From the records below, transcribe exactly the lines that begin at the line with "pixel 150 25" and end at the line with "pixel 136 112", both included.

** Opening INFORMATION SHOWN block **

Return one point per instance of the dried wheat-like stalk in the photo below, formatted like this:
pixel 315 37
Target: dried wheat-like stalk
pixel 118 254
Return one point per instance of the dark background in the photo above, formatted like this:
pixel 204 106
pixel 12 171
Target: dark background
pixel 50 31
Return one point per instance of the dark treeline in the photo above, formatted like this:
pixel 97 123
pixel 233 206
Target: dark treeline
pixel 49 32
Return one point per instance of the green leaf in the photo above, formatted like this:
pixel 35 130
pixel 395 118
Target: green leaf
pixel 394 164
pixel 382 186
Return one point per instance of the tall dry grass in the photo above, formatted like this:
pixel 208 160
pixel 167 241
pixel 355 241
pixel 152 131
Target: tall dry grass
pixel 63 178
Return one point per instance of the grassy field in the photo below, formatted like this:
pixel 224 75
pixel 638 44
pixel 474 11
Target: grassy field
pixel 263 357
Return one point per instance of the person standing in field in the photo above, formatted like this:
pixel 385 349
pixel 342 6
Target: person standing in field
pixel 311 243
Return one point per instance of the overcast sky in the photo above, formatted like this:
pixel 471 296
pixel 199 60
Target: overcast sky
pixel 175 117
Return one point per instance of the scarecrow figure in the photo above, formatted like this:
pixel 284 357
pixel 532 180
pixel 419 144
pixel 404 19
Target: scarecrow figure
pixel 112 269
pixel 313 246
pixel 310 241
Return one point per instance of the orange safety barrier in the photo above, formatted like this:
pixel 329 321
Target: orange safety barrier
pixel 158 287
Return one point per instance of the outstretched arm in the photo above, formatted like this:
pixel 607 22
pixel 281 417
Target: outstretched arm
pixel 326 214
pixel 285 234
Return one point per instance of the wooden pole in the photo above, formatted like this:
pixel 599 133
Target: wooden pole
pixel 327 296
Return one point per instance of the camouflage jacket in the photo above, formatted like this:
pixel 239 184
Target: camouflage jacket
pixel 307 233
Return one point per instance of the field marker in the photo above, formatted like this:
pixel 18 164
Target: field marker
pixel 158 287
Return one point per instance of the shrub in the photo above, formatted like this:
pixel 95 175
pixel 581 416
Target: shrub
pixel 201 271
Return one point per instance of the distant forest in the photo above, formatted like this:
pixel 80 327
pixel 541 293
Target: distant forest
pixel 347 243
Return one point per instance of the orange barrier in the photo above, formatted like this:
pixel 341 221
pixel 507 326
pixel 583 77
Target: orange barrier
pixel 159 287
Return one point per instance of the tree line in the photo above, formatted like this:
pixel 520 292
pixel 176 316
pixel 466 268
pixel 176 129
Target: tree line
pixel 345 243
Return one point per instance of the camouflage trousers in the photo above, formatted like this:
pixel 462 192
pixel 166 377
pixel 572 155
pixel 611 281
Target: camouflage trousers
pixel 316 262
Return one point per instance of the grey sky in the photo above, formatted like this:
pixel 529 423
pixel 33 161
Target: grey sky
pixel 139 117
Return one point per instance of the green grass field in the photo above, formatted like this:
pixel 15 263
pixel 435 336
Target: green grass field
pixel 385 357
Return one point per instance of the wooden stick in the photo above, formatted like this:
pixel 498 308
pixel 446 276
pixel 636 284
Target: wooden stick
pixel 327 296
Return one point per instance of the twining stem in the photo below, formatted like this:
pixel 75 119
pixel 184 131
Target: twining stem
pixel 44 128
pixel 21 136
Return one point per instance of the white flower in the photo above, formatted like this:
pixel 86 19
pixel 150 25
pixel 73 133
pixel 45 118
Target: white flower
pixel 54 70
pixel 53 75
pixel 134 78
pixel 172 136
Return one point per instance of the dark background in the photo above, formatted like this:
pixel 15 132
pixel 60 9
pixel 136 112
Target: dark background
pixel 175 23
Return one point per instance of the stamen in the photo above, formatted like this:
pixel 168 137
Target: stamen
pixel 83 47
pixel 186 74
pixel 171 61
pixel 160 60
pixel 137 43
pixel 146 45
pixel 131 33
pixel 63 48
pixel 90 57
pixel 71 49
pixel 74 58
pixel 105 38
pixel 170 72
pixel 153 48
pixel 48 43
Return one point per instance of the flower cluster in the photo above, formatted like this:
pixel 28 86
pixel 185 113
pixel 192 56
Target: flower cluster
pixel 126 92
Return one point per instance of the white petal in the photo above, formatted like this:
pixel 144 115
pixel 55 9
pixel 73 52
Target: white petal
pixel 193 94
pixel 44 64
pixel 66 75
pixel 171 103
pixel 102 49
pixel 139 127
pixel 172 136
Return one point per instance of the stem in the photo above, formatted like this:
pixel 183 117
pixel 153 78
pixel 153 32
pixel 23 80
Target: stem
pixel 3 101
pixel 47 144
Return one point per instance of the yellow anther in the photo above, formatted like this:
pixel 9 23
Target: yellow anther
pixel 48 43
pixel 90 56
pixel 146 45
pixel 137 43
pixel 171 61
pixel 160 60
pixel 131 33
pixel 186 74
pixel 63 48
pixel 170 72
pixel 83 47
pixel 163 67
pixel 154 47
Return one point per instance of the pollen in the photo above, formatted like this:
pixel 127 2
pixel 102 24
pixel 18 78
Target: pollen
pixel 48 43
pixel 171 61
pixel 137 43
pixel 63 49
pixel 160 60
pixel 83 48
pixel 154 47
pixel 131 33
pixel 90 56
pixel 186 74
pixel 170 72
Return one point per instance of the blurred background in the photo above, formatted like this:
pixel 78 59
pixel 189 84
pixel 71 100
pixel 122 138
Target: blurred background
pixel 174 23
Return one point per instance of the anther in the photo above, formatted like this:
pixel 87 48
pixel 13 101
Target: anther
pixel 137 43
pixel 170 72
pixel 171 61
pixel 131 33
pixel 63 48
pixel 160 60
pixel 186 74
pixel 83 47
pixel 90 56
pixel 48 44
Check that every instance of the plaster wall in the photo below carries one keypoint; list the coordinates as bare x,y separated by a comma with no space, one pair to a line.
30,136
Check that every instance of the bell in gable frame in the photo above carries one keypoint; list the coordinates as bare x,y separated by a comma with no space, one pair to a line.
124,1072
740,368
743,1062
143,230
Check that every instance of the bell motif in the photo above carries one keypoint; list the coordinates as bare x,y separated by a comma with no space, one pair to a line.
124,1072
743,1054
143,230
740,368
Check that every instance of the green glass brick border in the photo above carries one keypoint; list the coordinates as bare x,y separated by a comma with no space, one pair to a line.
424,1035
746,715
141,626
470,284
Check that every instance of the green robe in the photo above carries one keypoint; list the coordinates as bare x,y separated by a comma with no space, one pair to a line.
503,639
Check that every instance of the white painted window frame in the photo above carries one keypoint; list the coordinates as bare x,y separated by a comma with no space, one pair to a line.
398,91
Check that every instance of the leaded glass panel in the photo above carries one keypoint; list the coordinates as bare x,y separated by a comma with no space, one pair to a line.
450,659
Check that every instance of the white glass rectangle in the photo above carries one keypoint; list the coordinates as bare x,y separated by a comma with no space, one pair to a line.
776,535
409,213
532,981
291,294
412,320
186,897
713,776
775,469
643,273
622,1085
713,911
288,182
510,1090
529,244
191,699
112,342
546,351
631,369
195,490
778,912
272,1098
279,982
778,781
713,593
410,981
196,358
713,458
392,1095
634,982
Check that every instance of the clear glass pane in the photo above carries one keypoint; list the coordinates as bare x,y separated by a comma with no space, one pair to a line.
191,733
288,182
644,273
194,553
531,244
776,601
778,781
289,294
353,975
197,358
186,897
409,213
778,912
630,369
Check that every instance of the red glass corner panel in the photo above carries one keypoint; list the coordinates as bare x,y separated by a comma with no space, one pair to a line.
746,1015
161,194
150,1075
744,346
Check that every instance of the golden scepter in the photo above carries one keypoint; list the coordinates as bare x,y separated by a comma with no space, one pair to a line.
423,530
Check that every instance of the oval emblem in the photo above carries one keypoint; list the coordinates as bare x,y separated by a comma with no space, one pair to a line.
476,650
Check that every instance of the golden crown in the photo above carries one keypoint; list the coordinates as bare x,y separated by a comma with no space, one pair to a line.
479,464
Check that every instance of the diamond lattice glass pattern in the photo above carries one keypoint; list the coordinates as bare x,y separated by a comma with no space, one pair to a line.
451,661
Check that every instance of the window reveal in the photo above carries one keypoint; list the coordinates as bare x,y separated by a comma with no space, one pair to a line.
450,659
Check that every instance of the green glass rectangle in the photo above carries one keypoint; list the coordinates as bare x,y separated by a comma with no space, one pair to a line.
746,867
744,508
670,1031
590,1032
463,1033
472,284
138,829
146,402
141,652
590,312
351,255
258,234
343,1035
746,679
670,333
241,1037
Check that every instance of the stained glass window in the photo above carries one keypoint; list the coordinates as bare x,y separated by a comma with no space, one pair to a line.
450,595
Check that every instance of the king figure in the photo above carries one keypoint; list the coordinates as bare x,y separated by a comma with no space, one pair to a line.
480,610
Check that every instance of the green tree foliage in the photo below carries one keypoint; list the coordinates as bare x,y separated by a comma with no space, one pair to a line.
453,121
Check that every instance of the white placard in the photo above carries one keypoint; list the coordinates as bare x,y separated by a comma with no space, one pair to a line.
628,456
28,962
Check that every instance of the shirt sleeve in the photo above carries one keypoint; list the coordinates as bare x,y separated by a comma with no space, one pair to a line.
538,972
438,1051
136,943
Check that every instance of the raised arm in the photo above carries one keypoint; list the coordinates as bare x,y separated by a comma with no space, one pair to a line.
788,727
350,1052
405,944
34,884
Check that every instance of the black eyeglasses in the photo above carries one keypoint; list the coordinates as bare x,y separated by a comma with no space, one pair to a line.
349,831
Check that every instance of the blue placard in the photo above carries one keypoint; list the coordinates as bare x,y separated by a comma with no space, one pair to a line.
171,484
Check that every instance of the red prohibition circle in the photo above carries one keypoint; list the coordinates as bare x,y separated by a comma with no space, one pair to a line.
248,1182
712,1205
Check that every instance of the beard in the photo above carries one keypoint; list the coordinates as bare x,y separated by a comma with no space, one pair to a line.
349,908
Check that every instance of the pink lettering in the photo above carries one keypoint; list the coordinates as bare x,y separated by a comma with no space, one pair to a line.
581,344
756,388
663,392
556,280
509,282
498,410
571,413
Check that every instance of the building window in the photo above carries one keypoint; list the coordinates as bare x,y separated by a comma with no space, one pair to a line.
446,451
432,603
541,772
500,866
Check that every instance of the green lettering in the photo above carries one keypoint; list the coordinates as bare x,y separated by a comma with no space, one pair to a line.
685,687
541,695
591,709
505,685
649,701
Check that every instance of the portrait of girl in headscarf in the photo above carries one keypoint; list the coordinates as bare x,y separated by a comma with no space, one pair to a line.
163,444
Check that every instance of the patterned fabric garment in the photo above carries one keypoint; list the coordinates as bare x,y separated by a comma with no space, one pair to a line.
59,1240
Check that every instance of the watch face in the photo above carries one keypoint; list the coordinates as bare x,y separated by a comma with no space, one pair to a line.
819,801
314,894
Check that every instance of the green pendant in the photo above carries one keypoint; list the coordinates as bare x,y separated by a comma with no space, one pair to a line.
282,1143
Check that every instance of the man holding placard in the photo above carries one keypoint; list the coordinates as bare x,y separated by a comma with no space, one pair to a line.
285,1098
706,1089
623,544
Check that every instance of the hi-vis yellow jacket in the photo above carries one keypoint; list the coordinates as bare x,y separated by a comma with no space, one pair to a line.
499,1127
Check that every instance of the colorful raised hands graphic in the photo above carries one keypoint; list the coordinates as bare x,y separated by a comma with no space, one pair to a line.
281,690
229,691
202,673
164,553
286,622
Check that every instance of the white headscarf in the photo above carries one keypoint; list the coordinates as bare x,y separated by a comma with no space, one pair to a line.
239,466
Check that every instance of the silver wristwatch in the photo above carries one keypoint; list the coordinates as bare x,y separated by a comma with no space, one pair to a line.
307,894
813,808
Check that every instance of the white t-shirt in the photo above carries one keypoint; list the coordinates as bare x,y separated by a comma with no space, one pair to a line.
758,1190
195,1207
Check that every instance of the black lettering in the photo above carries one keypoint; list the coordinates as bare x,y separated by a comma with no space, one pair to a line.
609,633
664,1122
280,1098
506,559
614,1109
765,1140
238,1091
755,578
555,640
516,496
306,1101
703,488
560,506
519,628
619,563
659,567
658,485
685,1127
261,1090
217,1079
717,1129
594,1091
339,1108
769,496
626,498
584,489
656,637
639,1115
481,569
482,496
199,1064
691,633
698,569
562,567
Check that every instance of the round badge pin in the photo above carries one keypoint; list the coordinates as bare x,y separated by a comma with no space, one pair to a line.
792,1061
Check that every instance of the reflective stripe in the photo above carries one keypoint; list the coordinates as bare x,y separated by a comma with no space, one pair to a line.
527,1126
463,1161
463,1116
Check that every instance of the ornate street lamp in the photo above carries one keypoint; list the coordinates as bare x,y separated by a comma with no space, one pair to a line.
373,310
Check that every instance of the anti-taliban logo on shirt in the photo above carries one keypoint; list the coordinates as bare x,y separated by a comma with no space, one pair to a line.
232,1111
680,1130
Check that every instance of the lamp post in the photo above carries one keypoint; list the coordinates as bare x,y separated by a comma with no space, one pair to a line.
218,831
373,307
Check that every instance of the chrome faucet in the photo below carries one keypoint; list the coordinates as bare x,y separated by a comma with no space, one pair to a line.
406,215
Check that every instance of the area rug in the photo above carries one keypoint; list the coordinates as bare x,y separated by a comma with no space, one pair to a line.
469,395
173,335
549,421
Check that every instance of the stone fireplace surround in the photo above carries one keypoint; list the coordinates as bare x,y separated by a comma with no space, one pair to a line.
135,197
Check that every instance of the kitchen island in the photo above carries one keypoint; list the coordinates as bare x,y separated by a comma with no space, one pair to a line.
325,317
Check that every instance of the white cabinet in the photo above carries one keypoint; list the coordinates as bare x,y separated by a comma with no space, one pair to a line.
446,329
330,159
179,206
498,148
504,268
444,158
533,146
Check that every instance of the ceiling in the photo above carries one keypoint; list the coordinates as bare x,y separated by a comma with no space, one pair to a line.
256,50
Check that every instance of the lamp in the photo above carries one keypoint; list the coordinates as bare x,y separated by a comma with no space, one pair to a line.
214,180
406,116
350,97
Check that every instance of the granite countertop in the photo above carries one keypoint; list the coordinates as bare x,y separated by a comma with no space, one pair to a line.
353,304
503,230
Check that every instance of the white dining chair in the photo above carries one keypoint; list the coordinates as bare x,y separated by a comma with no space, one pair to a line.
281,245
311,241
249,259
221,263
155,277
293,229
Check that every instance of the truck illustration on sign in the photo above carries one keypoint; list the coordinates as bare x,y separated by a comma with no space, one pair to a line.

** Closing INFORMATION SHOWN block **

YOUR RESPONSE:
pixel 150 25
pixel 73 133
pixel 45 118
Target: white flower
pixel 54 70
pixel 53 75
pixel 134 78
pixel 172 136
Return one point per instance of the dark background in the photo above, formatted like this:
pixel 15 132
pixel 60 9
pixel 136 112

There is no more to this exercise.